Pull out every line of the records below, starting at the line that contains "point_to(query) locates a point on each instance of the plaid" and ending at the final line. Reproduce each one character for character.
####
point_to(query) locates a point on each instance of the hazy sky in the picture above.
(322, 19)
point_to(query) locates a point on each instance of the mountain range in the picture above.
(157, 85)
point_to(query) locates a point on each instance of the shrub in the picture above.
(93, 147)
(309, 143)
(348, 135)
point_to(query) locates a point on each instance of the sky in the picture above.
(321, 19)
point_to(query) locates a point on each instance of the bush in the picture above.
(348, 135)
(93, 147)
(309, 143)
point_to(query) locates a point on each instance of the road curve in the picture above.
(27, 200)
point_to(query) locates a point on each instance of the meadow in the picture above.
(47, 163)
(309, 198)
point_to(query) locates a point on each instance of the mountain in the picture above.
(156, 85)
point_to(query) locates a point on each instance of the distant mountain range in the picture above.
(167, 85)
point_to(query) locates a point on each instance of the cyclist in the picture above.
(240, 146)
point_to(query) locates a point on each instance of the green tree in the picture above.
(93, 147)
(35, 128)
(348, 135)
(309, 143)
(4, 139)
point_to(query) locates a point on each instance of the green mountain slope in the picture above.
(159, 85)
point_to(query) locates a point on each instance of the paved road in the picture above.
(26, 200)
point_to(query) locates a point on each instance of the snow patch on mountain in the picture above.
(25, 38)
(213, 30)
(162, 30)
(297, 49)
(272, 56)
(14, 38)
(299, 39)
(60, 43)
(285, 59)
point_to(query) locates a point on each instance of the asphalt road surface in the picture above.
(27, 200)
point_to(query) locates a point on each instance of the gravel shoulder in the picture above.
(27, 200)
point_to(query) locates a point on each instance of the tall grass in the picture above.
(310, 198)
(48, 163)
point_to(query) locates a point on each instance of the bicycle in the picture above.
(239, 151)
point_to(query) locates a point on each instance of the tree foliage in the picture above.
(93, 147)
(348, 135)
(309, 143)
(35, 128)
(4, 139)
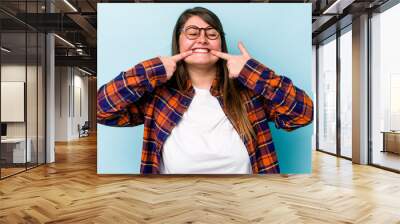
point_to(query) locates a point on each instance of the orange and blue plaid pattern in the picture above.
(139, 96)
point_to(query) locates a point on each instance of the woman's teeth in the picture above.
(200, 50)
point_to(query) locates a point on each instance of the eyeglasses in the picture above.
(193, 32)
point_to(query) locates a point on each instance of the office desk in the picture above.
(391, 141)
(15, 148)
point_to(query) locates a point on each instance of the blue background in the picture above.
(278, 35)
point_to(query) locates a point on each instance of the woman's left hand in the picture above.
(234, 63)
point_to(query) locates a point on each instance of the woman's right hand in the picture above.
(170, 62)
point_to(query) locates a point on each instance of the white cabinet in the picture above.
(18, 149)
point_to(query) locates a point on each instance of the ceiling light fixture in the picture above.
(5, 50)
(337, 7)
(70, 5)
(64, 40)
(86, 72)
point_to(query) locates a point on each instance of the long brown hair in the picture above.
(231, 91)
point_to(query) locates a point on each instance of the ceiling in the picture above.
(76, 22)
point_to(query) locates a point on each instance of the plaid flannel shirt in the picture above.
(138, 96)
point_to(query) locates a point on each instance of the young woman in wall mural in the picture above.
(204, 110)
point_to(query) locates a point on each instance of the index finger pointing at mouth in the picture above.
(181, 56)
(220, 54)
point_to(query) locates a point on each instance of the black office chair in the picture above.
####
▶ Reply to the exercise:
point_to(query) locates a point on each instance of the plaid flannel shirt in the picture above.
(138, 96)
point_to(query) locates a point on each instance of the young woman in wall mural in the picture above.
(204, 110)
point_to(query) locates a point on each instance of the index finger pointing at mouth in the picture above.
(181, 56)
(220, 54)
point_to(query) locates a point on each instance of the black office chair in the picture above.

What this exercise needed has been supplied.